_SUPPLIED MATERIAL:_
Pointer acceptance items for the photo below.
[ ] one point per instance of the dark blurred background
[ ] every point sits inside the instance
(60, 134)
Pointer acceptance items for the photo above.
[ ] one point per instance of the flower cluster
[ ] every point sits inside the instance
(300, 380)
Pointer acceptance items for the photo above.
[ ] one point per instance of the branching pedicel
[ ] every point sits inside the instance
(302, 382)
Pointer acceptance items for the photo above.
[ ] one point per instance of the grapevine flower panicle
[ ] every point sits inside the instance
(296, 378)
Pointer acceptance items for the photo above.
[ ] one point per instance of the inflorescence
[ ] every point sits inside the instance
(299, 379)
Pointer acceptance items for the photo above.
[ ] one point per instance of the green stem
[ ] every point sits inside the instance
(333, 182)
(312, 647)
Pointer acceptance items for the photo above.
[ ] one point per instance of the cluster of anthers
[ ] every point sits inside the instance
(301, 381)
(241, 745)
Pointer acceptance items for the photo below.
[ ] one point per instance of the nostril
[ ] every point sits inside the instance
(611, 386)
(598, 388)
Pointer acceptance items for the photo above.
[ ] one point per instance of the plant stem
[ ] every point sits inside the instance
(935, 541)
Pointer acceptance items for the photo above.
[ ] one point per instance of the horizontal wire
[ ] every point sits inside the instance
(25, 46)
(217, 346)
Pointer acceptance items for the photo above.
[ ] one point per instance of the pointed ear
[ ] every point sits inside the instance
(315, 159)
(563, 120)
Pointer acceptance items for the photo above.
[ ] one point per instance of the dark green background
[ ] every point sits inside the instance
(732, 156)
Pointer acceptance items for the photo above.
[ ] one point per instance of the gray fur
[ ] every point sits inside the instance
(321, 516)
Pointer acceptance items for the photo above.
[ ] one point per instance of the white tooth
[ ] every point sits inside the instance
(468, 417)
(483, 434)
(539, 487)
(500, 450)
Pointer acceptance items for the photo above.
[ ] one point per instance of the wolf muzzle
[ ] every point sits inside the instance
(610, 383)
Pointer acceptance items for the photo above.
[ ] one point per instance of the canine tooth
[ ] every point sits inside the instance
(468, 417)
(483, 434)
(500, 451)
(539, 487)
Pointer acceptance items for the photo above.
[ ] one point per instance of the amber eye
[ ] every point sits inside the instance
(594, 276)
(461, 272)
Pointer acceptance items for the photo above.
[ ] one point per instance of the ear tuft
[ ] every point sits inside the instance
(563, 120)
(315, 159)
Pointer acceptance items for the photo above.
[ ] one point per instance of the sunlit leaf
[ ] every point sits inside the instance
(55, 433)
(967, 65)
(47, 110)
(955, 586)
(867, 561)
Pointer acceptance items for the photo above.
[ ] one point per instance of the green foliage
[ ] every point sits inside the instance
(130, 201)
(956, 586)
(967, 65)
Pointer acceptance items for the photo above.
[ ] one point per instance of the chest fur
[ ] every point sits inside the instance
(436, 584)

_TASK STATEMENT:_ Each line of the material above must be retyped precisely.

_EXERCISE OUTPUT:_
Pointer acceptance items for the photo below.
[ ] one point per instance of the dark blurred background
[ ] every point sits inside the instance
(60, 134)
Pointer acceptance items for the photo above.
[ ] one point per instance of the flower cluster
[ ] every point sits inside the instance
(300, 380)
Pointer acceptance items for the photo above.
[ ] one point per instance of the branching pedicel
[ ] every point sits inside the instance
(302, 382)
Pointer acceptance items for the photo above.
[ ] one point per instance of the grapevine flower panicle
[ ] every point sits inside the instance
(296, 378)
Pointer acceptance items for the photo above.
[ ] one point per instance of the inflorescence
[ ] every point sits inside the instance
(299, 379)
Pointer acceptance items for the photo above.
[ ] one point per instance of the green stem
[ ] every point sits inside the instance
(333, 182)
(312, 647)
Pointer acceptance items for the photo above.
[ ] one point per instance of the cluster of anthers
[ ] every point sits inside the instance
(301, 381)
(241, 745)
Pointer acceptance items for the photo below.
[ ] one point per instance of the nostril
[ ] every point sits inside the instance
(611, 386)
(598, 388)
Pointer acceptance items for the photo above.
[ ] one point per instance of the plant stem
[ ] every point sits inside the instance
(935, 541)
Pointer acceptance items for the photo above.
[ ] one point per instance of the horizontal wire
[ ] every point sits inside the instance
(25, 46)
(217, 346)
Pointer acceptance items for the photo above.
[ ] one point per instance of the pointed ear
[ ] every point sits inside the instance
(315, 159)
(563, 120)
Pointer acceptance items for the photo above.
[ ] one point per instance of the dark green background
[ ] every point sits inside the instance
(732, 156)
Pointer acceptance items for the photo above.
[ ] one point per instance of the gray fur
[ ] every point sits inside the instance
(321, 516)
Pointer acceptance items for the photo above.
[ ] one point per instance of the white tooth
[ ] every point sits inside the instance
(468, 417)
(483, 434)
(539, 487)
(500, 450)
Pointer acceptance items for the photo above.
[ ] one point per instance of the wolf muzzle
[ ] every point sits inside the instance
(610, 383)
Pointer acceptance items for the photo above.
[ ] one point per instance of the canine tooth
[ ] every point sits inside the instance
(468, 417)
(483, 434)
(500, 451)
(539, 487)
Pointer acceptance items for the photo above.
[ ] one point per instance of the amber eye
[ ] every point sits inside the instance
(594, 276)
(461, 272)
Pointer acceptance items for the photo above.
[ ] one point per instance of the ear tuft
[ ] every point sits inside the instance
(563, 120)
(315, 159)
Pointer acceptance items for the photo above.
[ ] one point per instance of the sunlit leaf
[ ] every point sits inside the instance
(55, 433)
(967, 65)
(47, 110)
(955, 586)
(867, 561)
Pointer acceptance items for the photo above.
[ ] one point per instance of the green foliage
[ ] every point sits inside the instance
(130, 201)
(956, 586)
(967, 65)
Pointer acceptance items for the photo above.
[ ] one point per instance of the chest fur
[ ] every point sits inside the instance
(436, 584)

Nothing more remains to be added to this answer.